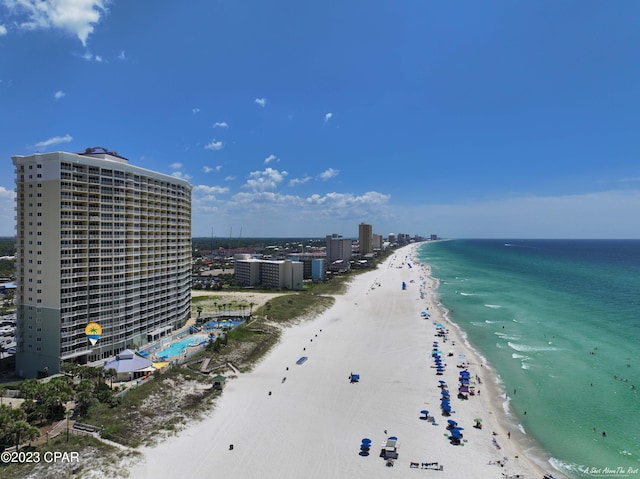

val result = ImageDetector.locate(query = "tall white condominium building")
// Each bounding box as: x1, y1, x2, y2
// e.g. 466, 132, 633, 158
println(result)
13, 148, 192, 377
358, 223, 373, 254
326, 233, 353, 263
* * *
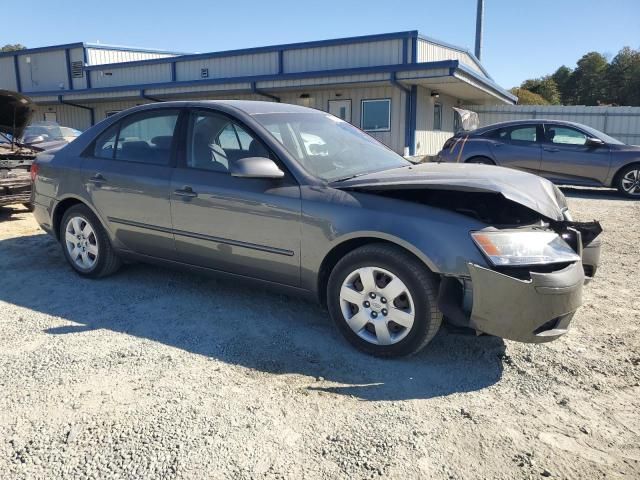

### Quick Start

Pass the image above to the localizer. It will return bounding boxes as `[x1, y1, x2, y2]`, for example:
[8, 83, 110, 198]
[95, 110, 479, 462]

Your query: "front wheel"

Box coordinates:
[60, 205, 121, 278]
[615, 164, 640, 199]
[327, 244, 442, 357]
---
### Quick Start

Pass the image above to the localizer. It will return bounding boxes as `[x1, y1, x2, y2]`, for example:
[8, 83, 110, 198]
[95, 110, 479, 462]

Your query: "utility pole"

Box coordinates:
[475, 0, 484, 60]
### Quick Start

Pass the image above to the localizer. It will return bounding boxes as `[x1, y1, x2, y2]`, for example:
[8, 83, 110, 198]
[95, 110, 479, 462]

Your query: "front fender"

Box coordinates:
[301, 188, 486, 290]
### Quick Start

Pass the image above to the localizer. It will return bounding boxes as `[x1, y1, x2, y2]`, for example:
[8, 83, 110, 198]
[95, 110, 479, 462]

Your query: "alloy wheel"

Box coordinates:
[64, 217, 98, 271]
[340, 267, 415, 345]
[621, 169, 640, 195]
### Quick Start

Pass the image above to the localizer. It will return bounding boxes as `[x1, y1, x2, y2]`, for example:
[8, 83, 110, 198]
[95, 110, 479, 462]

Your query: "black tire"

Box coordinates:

Task description:
Copy out everything from the line with "val result = ImageDetector.locate(query" down to the line with "326, 233, 353, 263", both ends included, scaling every bounding-box coordinate in the answers by 2.25 and rounding to whole numbers, with halves going up. Leave the request and its format sample unchanged.

Result for this exercise:
val result = ImageDetector.locate(query = "tall white condominium building")
// Each bounding box as: x1, y1, x2, y2
// e.g. 466, 132, 633, 158
println(result)
29, 333, 432, 848
806, 502, 839, 572
734, 524, 794, 592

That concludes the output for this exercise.